DATA LISTING =>
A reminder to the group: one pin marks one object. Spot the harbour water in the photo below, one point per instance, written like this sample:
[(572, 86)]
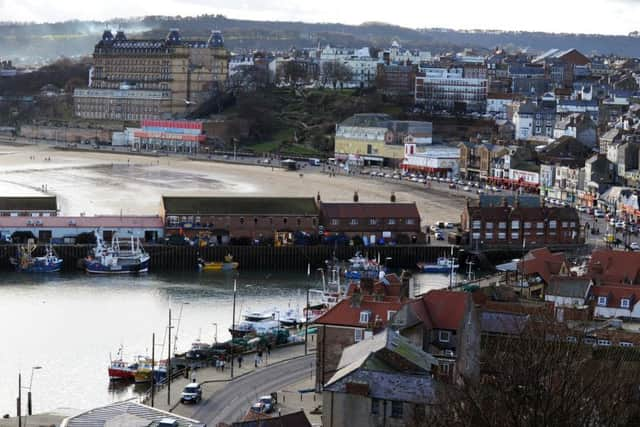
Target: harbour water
[(70, 324)]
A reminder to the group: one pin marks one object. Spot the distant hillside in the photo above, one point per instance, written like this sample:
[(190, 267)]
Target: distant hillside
[(40, 43)]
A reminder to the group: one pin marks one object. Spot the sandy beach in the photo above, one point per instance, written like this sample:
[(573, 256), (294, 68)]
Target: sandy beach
[(105, 183)]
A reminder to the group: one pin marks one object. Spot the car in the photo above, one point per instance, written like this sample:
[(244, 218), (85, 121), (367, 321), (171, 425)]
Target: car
[(264, 405), (192, 393)]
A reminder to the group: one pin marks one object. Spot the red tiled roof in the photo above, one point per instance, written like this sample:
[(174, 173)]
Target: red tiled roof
[(615, 266), (616, 292), (369, 210), (543, 262), (110, 221), (446, 309), (344, 314)]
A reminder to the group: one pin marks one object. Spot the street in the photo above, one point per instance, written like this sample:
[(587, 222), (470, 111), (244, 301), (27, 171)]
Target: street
[(231, 403)]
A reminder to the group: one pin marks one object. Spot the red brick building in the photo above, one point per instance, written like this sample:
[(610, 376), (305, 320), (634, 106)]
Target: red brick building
[(374, 221)]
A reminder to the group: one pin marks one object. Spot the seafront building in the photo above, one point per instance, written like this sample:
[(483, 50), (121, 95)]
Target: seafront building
[(138, 79)]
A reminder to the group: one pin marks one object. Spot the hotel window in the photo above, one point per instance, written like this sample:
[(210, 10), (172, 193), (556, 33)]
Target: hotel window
[(364, 316)]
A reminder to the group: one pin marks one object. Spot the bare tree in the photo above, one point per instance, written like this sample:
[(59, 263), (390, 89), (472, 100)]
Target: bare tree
[(546, 376)]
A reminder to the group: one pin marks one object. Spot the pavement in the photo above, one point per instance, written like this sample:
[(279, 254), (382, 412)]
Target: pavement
[(226, 400)]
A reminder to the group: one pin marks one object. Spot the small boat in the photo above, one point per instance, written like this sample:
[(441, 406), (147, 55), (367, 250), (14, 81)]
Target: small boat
[(111, 259), (25, 262), (442, 265), (227, 265), (364, 268)]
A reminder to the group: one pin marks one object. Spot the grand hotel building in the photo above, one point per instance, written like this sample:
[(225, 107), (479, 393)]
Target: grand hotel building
[(151, 79)]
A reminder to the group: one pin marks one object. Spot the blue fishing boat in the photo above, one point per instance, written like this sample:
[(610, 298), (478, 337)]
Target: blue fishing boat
[(112, 259), (443, 265), (25, 262)]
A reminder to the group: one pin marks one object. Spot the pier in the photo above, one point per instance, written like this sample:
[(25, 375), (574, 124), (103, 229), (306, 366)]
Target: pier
[(167, 258)]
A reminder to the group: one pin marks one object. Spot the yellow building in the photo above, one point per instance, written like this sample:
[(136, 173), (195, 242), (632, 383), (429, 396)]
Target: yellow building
[(151, 79)]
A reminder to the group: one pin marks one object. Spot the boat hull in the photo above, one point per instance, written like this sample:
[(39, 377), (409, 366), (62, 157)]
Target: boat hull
[(219, 266), (95, 267)]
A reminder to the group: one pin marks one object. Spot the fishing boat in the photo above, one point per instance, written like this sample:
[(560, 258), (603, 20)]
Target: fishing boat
[(25, 262), (112, 259), (361, 267), (443, 265), (227, 265)]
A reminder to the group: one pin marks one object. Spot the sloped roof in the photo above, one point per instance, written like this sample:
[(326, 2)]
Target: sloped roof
[(46, 203), (614, 266), (126, 410), (346, 314), (370, 210), (301, 206), (570, 287)]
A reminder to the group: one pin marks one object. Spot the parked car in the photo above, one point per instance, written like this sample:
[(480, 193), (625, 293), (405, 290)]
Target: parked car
[(192, 393)]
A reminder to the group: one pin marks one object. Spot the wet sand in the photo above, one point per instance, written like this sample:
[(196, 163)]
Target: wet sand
[(105, 183)]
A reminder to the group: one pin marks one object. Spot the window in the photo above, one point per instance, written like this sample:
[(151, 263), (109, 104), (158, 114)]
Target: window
[(396, 409), (375, 406), (364, 316)]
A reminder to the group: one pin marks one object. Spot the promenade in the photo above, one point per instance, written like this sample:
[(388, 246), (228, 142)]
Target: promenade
[(214, 381)]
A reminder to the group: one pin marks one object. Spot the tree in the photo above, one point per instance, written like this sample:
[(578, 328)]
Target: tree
[(336, 72), (546, 376)]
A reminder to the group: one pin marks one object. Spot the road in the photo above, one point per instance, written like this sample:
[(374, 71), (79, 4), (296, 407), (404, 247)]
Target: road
[(232, 402)]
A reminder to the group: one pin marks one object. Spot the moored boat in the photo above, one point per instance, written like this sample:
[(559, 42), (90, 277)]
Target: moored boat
[(25, 262), (112, 259)]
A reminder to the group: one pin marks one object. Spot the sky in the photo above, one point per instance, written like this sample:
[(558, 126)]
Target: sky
[(573, 16)]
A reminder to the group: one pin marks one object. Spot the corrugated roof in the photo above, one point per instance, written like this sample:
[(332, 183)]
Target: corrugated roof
[(46, 203), (294, 206), (370, 210), (101, 417)]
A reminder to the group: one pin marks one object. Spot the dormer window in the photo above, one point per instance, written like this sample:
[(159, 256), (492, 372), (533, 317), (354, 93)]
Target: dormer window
[(364, 316)]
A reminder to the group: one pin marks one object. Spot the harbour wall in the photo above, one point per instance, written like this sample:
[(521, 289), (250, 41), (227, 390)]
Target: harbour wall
[(166, 258)]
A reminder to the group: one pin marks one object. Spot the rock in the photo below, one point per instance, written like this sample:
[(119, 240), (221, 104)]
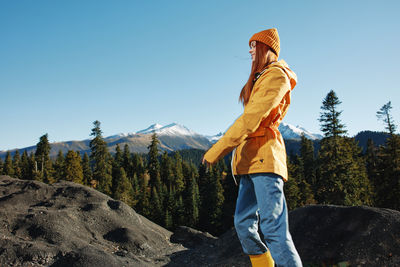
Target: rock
[(67, 224), (359, 235)]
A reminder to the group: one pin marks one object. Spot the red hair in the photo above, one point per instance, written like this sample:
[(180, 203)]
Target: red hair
[(262, 60)]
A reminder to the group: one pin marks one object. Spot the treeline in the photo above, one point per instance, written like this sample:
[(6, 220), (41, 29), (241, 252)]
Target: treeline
[(175, 189), (341, 173)]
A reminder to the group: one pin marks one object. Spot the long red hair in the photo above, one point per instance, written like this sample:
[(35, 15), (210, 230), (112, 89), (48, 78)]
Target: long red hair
[(262, 59)]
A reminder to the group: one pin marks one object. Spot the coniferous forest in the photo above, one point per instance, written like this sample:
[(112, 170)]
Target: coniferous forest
[(174, 189)]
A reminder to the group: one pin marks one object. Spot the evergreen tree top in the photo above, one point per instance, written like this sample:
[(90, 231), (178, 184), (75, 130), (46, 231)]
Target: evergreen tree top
[(329, 117)]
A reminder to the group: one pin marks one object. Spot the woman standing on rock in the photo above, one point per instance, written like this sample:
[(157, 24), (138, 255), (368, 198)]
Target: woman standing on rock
[(259, 156)]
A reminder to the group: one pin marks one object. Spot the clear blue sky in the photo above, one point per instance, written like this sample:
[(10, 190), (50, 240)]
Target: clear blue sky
[(129, 64)]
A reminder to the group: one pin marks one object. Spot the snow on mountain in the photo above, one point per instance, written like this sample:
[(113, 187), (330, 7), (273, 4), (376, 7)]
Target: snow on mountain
[(170, 129), (289, 131), (152, 128)]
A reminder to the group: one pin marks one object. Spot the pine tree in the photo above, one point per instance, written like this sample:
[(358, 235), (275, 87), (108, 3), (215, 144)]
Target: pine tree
[(59, 166), (100, 158), (1, 166), (166, 171), (212, 202), (123, 190), (42, 156), (26, 172), (307, 174), (384, 114), (388, 182), (291, 188), (329, 117), (8, 168), (143, 205), (73, 169), (169, 207), (35, 174), (127, 161), (153, 166), (371, 159), (87, 172), (157, 214), (178, 181), (17, 165), (342, 175), (192, 201)]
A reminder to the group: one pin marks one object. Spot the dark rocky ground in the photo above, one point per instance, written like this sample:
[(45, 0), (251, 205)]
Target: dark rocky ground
[(66, 224)]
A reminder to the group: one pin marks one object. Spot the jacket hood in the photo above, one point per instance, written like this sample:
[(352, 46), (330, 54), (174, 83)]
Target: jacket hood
[(285, 67)]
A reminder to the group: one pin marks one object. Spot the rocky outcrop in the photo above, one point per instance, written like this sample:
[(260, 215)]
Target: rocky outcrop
[(67, 224), (329, 234)]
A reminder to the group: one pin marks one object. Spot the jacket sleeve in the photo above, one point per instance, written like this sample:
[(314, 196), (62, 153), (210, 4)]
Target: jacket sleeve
[(273, 86)]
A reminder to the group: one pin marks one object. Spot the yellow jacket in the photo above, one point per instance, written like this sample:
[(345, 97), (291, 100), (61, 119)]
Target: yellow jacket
[(255, 135)]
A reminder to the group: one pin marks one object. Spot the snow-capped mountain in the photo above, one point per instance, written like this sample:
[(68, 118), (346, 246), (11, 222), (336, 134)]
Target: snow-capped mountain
[(172, 137), (289, 131), (170, 129)]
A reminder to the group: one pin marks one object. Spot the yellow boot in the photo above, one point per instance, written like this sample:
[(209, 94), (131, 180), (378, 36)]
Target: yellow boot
[(263, 260)]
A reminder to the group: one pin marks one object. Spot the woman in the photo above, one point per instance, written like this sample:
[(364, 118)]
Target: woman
[(259, 158)]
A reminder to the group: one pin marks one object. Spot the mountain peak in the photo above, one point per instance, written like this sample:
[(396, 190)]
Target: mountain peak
[(170, 129)]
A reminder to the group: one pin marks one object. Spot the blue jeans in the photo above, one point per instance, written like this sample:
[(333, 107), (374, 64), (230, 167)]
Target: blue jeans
[(261, 199)]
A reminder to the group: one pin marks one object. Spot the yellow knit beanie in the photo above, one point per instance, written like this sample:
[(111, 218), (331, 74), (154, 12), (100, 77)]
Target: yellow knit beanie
[(269, 37)]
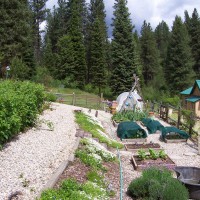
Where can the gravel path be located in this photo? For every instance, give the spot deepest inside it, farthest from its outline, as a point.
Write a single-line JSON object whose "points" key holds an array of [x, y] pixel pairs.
{"points": [[27, 163]]}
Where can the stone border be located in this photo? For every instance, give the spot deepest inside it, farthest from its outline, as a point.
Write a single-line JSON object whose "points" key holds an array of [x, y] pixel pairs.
{"points": [[54, 178]]}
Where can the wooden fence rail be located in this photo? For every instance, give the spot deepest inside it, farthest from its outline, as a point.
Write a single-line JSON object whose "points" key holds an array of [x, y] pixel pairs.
{"points": [[174, 116], [81, 100]]}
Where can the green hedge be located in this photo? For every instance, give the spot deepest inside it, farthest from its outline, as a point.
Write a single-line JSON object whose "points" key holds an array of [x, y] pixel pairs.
{"points": [[20, 102], [157, 184]]}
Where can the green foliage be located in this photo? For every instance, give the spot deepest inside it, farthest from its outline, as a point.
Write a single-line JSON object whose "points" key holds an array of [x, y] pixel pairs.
{"points": [[154, 155], [86, 124], [51, 97], [174, 101], [151, 154], [122, 49], [70, 189], [19, 69], [150, 55], [157, 184], [88, 159], [142, 154], [129, 116], [43, 76], [94, 177], [179, 59], [20, 103]]}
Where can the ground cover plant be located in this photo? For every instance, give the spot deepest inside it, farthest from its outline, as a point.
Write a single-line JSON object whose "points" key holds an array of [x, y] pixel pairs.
{"points": [[88, 124], [151, 154], [95, 187], [129, 115], [157, 184], [20, 102]]}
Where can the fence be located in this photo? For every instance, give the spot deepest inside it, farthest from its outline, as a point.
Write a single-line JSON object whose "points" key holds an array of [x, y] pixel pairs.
{"points": [[81, 100], [174, 116]]}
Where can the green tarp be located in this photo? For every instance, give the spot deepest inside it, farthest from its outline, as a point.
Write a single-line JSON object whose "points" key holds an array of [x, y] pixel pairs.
{"points": [[173, 130], [152, 125], [128, 130]]}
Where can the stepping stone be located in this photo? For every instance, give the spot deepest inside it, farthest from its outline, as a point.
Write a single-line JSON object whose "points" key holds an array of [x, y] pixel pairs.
{"points": [[190, 154], [96, 139], [104, 145]]}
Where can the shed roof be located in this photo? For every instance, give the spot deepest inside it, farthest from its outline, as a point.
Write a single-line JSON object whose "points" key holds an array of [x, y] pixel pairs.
{"points": [[187, 91], [193, 99]]}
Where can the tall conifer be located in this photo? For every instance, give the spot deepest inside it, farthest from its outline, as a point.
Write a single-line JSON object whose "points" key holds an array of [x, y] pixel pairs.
{"points": [[122, 49], [152, 70], [179, 73]]}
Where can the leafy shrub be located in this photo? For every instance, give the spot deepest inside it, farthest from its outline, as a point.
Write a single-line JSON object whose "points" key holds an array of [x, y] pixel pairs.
{"points": [[51, 97], [20, 102], [157, 184]]}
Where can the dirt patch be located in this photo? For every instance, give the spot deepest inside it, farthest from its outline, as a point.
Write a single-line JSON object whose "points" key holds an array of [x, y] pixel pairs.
{"points": [[142, 146], [78, 171], [144, 164]]}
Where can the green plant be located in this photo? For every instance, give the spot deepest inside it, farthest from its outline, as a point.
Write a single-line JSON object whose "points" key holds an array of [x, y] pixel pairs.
{"points": [[162, 154], [142, 154], [94, 177], [155, 184], [129, 115], [153, 154], [89, 125], [88, 159]]}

TASK REQUIREMENTS => Pull every line containing the word "fence" out of the listing.

REPLY TO THE TASK =>
Where can the wooden fence rail be located in this photo? For every instance, give the spot deepest inside it, farthest from its outline, as a point.
Where can the fence be located in this photo? For every instance, give the spot deepest inside it, farthest from its outline, as a point.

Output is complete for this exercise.